* [Task statement]:
From the abstract on fluvoxamine and chloroguanide, list every compound that was assayed by HPLC.

(Given text)

Objective: To investigate the interaction between fluvoxamine and chloroguanide (INN, proguanil) to confirm that fluvoxamine inhibits CYP2C19.
Methods: The study was carried out with a randomized, in vivo, crossover design. Six volunteers were extensive metabolizers of the S-mephenytoin oxidation polymorphism, and six volunteers were poor metabolizers. In period A of the study, each subject took 200 mg chloroguanide orally. In period B, each subject took 100 mg/day fluvoxamine for 8 days and on day 6 ingested 200 mg chloroguanide. In both periods, blood and urine were sampled at regular intervals. Chloroguanide and its two metabolites cycloguanil and 4-chlorphenylbiguanide in plasma and in urine were assayed by means of HPLC.
Results: During fluvoxamine use, the median of the total clearance of chloroguanide decreased in a statistically significant way from 1282 ml/min to 782 ml/min among the extensive metabolizers, whereas there was no change among the poor metabolizers. The partial clearance of chloroguanide by means of cydoguanil and 4-chlorphenylbiguanide formation among the extensive metabolizers decreased from 222 ml/min and 97 ml/min before to 33 ml/min and 11 ml/min during fluvoxamine intake, respectively. Among poor metabolizers the corresponding values were 35 ml/min and 7.6 ml/min before and 38 ml/min and 6.9 ml/min during fluvoxamine intake. For each metabolite clearance the change was statistically significant among the extensive metabolizers but not among the poor metabolizers. Both cycloguanil and 4-chlorphenylbiguanide formation clearances were statistically significantly higher among the extensive metabolizers than the poor metabolizers in period A but not in period B (phenocopy).
Conclusion: Fluvoxamine is an effective inhibitor of CYP2C19.

(End Given text)
(Given information)

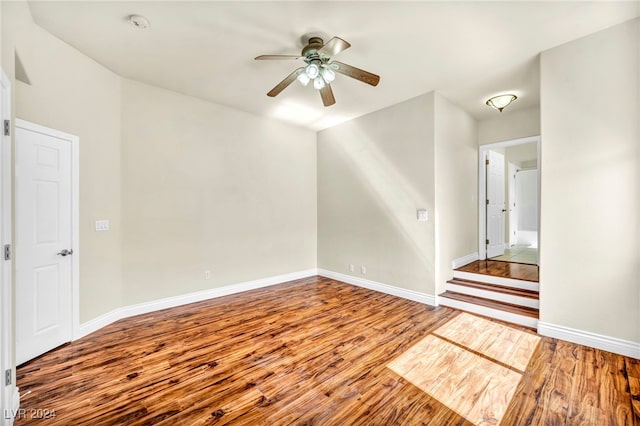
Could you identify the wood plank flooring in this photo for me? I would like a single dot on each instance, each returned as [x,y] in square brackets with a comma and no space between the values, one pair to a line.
[313,352]
[498,268]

(End Given information)

* [Your response]:
Chloroguanide, cycloguanil, and 4-chlorphenylbiguanide.